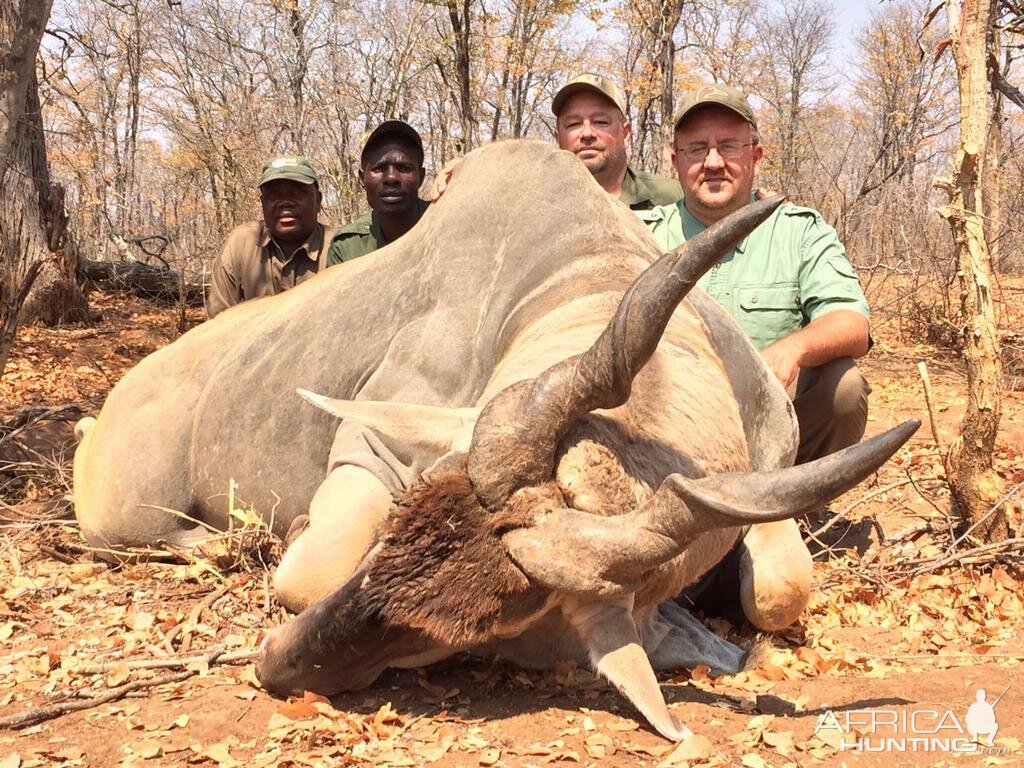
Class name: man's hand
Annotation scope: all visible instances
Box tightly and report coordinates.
[761,333,803,389]
[423,158,462,203]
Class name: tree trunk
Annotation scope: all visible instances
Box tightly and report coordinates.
[944,0,1009,542]
[0,0,85,372]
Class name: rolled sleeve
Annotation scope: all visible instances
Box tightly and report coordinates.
[800,212,870,321]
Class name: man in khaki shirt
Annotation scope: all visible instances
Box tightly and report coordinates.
[551,73,683,211]
[206,156,334,318]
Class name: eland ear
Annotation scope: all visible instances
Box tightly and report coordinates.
[296,389,480,474]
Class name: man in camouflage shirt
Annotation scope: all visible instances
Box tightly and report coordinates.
[206,156,334,318]
[328,120,427,266]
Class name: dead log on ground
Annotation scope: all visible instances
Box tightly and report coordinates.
[79,260,204,306]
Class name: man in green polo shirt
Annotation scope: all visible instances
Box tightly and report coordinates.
[638,85,870,630]
[639,85,870,463]
[328,120,427,266]
[551,73,682,211]
[206,156,334,318]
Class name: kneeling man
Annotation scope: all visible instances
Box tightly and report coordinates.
- - - - -
Reproduce all of the data above word for word, leaving out the picture.

Class name: man's hand
Annotation scope: all visible instances
Box tightly and report coordinates.
[761,333,803,389]
[423,158,462,203]
Class name: tree trunk
Annotation scope: all visible instances
Box tightly and report coordinates.
[944,0,1009,542]
[0,0,85,372]
Class name: rolled sleeve
Annotation scope: all visible instances
Box tightly and report coordinates.
[800,212,870,321]
Class name: man in khaki shirt
Annotation scope: all visible instances
Box tightly and report coordinates.
[551,73,683,211]
[206,156,334,318]
Class name: eland ear
Annotation scope: all visible instances
Box tightly and report coordinates.
[296,389,480,474]
Class name: man in camouflage shirt
Annotation scope: all visible instances
Box tightly and report coordinates.
[206,156,334,318]
[328,120,427,266]
Class name: dead log on ground
Annotation scope: all visible instances
Box tightly and report coordinates.
[79,260,204,306]
Class name: man in green polo shirt
Annotation scope: all visible instances
Box tightly and report coordinates.
[638,85,870,630]
[639,85,870,463]
[328,120,427,266]
[551,73,682,211]
[206,156,334,318]
Class name: kneeling man
Annotation scope: all visible instances
Box tightly and report coordinates.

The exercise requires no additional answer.